Records provided:
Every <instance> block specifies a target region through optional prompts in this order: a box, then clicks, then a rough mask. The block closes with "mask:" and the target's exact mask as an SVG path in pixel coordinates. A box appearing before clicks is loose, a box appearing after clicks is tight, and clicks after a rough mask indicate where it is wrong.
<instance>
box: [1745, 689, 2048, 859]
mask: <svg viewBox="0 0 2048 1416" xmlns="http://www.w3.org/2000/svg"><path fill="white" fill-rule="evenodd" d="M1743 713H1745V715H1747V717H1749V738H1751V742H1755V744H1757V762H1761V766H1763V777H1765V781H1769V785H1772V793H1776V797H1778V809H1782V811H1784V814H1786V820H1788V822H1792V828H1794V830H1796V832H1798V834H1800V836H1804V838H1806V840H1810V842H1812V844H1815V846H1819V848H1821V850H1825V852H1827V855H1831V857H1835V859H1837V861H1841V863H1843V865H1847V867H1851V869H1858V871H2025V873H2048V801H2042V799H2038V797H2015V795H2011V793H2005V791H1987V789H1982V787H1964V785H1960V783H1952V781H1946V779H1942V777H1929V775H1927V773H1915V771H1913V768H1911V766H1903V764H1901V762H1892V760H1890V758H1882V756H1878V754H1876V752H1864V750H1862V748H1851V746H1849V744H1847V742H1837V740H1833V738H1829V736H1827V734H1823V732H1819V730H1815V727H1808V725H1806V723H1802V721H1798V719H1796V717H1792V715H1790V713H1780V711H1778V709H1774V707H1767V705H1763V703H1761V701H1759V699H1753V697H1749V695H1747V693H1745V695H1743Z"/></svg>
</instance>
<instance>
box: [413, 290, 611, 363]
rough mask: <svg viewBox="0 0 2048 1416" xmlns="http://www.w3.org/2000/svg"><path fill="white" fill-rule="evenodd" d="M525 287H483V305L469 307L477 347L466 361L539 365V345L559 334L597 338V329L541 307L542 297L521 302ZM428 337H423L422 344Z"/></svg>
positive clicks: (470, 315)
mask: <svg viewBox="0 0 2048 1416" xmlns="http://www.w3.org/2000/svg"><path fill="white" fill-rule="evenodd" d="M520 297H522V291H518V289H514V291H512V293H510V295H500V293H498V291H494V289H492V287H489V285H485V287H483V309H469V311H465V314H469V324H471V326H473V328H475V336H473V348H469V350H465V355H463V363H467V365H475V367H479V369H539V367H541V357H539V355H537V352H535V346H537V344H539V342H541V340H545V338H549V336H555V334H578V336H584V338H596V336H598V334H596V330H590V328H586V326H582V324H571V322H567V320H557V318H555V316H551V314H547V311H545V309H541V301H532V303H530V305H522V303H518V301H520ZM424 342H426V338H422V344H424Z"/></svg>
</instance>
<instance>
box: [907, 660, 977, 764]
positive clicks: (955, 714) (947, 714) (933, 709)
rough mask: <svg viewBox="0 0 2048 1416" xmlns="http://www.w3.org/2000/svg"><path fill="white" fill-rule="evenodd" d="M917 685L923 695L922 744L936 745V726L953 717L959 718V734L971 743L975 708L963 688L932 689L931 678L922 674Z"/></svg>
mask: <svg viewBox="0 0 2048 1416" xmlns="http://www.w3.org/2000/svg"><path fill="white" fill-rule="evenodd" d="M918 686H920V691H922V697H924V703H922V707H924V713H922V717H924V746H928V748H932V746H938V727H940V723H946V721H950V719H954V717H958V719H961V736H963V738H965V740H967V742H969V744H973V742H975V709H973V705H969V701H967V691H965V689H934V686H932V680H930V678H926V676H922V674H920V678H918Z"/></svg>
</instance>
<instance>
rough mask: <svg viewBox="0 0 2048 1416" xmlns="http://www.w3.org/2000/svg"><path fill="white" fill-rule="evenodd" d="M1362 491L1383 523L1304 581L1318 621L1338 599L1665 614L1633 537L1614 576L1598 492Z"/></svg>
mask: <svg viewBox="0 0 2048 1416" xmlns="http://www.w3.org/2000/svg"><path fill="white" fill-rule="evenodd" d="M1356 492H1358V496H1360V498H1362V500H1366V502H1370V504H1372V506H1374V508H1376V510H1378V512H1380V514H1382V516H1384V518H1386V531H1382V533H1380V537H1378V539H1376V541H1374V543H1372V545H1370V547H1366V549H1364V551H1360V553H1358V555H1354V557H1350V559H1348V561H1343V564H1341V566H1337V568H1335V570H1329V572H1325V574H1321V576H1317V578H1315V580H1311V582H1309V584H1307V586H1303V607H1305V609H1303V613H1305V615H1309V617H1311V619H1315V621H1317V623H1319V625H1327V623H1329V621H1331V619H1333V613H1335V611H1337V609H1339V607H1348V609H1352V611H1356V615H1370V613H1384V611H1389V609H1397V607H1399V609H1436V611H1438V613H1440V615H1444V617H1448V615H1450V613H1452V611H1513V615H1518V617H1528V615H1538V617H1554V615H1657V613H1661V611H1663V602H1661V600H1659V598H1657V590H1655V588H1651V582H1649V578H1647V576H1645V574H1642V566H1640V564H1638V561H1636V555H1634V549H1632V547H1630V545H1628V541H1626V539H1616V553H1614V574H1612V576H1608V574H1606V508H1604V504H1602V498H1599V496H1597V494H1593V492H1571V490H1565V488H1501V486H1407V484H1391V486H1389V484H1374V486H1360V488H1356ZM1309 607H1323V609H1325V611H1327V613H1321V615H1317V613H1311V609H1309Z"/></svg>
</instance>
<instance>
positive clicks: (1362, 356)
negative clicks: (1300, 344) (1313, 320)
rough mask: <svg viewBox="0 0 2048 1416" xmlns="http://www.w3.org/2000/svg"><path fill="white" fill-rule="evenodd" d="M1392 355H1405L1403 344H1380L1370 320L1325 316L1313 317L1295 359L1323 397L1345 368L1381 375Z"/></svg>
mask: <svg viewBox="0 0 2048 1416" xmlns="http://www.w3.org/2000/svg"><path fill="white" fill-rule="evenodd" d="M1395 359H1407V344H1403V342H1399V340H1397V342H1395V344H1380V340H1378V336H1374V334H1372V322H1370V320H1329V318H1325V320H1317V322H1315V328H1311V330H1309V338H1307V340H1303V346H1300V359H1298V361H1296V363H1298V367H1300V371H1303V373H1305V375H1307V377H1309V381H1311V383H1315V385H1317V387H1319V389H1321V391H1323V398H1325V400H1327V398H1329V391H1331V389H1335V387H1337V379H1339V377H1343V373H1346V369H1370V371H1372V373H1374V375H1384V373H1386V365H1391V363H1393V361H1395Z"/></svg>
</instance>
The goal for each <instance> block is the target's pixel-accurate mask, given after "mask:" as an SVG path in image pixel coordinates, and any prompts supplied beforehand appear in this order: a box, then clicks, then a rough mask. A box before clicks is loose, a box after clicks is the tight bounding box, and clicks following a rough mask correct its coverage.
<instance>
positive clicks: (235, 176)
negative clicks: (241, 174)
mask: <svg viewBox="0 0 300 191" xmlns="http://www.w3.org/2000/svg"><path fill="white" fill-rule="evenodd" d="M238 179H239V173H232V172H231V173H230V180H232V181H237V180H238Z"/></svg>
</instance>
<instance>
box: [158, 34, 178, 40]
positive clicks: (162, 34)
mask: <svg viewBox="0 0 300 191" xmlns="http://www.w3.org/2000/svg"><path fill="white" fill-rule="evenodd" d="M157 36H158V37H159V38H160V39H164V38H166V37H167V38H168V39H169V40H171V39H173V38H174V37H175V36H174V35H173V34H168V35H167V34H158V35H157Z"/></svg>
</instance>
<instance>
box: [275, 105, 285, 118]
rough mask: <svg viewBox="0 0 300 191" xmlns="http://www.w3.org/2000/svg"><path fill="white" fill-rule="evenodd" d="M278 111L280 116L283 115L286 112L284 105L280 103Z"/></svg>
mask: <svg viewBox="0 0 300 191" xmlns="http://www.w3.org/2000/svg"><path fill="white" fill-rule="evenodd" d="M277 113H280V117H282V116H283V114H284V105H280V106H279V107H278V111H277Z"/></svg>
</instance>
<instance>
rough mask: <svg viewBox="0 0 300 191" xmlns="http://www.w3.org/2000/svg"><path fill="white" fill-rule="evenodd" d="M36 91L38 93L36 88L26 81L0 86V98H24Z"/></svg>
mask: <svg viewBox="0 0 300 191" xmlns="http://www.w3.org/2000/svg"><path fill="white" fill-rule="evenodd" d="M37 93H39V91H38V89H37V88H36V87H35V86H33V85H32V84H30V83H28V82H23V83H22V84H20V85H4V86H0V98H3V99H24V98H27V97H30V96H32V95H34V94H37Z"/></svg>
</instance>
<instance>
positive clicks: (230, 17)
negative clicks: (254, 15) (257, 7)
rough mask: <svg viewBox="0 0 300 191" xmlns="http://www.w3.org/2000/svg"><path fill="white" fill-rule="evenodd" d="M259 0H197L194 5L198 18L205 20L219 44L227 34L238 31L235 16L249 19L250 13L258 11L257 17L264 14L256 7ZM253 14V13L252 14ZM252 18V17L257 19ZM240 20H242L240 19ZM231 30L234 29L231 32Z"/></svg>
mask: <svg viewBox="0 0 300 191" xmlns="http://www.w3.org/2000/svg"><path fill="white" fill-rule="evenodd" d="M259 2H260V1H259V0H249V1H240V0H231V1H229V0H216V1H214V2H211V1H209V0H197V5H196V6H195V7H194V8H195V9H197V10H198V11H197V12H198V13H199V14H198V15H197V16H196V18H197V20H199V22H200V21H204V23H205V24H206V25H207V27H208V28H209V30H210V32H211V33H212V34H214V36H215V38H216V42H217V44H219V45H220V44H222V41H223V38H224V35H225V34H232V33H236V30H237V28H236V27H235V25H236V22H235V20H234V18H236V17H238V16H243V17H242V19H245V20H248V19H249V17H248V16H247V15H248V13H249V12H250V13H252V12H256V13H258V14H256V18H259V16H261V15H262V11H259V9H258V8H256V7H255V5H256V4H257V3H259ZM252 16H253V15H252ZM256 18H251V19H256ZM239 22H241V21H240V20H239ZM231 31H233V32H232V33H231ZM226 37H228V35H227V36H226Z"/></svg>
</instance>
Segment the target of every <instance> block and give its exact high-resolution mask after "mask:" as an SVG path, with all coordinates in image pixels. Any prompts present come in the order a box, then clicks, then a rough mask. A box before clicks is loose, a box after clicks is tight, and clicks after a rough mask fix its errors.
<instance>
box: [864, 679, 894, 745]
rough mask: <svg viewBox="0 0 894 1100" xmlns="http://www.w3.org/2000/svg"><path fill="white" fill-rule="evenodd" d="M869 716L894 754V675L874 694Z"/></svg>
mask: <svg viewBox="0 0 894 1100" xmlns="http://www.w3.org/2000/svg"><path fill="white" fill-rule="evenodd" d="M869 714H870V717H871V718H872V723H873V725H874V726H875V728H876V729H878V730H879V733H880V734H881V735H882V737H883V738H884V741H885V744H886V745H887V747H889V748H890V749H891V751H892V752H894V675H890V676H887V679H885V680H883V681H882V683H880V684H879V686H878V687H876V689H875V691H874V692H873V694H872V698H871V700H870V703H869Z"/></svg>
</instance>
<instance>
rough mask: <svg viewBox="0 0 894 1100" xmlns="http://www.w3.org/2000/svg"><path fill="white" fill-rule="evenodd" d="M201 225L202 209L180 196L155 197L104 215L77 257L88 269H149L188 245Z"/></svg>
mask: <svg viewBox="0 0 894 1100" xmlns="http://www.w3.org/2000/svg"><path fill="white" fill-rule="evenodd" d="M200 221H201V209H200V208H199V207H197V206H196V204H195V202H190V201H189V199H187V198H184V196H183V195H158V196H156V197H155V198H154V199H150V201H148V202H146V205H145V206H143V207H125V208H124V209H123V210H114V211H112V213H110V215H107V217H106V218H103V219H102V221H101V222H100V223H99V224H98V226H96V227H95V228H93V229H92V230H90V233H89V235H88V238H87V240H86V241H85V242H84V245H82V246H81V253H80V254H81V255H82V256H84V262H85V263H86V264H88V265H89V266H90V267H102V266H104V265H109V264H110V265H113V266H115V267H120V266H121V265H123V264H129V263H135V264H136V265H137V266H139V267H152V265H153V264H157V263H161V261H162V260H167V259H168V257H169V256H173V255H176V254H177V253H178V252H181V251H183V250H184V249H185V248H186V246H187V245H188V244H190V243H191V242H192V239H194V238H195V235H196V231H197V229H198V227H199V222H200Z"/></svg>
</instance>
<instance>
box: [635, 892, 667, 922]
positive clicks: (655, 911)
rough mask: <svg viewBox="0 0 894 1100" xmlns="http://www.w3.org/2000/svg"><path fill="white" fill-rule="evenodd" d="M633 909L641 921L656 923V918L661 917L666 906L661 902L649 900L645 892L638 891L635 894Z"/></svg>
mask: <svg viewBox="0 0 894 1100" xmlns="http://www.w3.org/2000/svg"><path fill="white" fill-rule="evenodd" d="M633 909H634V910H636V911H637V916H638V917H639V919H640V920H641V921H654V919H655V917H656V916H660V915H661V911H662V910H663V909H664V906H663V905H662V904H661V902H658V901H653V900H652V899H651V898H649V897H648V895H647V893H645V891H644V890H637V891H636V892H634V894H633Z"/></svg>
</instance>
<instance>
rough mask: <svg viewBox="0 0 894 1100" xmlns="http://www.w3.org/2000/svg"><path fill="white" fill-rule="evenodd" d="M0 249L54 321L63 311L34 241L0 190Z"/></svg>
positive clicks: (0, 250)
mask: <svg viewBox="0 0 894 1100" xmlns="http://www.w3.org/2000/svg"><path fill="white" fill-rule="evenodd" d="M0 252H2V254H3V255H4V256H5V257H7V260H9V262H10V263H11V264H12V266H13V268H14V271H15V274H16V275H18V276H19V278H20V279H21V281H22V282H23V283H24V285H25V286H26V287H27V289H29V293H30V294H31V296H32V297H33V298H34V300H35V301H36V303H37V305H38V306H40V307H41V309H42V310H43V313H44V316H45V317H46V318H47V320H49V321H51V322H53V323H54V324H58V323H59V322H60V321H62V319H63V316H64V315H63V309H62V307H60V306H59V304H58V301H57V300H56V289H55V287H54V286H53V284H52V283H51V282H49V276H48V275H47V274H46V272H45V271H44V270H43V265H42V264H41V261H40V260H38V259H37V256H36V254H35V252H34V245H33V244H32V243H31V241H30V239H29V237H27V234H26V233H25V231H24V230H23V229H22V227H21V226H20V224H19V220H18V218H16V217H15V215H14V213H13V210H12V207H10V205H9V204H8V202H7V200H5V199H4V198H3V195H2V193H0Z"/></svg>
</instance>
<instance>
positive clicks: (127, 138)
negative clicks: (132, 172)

Aim of the exercise: Work out how many lines in the material above hold the string "target", and reply with the number only.

Solution to this task: 3